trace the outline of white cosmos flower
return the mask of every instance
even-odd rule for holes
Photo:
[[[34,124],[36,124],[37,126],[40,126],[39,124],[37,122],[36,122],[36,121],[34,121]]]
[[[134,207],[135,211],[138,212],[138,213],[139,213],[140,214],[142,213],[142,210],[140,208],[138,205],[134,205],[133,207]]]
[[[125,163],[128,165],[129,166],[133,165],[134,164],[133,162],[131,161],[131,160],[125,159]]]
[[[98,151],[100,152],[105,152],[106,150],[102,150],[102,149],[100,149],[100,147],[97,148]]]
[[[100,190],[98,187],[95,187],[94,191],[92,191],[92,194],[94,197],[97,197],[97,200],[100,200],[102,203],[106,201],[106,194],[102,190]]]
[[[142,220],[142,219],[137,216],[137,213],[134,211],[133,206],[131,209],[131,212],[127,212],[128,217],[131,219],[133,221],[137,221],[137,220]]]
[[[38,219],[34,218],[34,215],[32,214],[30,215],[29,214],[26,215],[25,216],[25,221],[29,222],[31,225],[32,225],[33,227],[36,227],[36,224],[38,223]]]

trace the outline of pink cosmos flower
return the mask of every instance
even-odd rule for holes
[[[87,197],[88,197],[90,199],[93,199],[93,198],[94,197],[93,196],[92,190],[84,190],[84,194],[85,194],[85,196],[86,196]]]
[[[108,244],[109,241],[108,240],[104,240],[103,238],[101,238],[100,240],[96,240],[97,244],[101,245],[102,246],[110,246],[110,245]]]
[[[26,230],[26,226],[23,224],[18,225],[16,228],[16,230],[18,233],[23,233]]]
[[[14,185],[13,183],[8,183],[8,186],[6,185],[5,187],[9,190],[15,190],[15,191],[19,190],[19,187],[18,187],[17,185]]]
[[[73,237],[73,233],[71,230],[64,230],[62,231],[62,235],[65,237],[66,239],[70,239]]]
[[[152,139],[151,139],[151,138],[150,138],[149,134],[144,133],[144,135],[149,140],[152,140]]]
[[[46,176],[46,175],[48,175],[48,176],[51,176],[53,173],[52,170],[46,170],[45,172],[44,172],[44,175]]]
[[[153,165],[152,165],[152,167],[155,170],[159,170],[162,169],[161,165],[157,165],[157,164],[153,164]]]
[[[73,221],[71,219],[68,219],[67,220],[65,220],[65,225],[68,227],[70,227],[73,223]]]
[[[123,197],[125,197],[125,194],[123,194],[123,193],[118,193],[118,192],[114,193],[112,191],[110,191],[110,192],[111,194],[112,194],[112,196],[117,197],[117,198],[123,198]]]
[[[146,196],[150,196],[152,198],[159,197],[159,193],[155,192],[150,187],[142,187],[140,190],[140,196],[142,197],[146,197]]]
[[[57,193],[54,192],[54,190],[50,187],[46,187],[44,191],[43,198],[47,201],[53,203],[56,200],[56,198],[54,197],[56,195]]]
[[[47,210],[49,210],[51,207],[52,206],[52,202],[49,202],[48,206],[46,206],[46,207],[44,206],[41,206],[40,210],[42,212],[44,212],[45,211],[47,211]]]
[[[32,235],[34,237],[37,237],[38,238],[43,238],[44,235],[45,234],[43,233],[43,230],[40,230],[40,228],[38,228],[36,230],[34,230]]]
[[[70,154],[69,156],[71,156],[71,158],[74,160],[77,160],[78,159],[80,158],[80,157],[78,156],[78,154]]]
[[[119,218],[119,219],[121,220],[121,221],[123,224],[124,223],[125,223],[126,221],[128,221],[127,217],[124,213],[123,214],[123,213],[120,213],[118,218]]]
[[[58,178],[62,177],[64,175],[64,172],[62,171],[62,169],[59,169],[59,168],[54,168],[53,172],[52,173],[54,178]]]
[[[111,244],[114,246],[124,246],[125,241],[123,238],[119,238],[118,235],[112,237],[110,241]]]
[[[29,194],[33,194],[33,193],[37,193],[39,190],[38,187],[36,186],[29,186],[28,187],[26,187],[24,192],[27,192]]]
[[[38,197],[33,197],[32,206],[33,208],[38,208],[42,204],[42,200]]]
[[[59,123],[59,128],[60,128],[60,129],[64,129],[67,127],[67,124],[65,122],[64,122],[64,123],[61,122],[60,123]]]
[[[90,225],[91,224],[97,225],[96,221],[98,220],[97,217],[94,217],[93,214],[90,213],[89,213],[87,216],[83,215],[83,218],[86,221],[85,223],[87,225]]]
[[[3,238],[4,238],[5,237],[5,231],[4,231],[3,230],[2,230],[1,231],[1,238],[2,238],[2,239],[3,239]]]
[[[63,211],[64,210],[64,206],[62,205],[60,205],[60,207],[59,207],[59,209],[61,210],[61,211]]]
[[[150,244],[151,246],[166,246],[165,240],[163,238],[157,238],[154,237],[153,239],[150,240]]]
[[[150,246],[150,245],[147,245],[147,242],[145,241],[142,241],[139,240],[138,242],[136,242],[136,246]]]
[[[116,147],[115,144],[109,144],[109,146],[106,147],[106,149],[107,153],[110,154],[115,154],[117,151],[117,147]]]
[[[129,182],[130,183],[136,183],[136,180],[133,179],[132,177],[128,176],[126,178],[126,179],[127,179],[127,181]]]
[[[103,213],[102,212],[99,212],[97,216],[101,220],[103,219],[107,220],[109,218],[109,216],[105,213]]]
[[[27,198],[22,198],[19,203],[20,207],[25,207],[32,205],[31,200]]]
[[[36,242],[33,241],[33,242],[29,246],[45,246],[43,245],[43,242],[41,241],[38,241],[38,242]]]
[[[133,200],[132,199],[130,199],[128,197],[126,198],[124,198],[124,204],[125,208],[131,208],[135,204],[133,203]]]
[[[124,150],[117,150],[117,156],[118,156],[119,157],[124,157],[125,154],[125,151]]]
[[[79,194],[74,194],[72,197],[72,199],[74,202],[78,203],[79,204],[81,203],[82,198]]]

## Required task:
Count the lines in the entries above that contain the word "outline", treating uppercase and lowercase letters as different. Give only the number.

## Expected answer:
2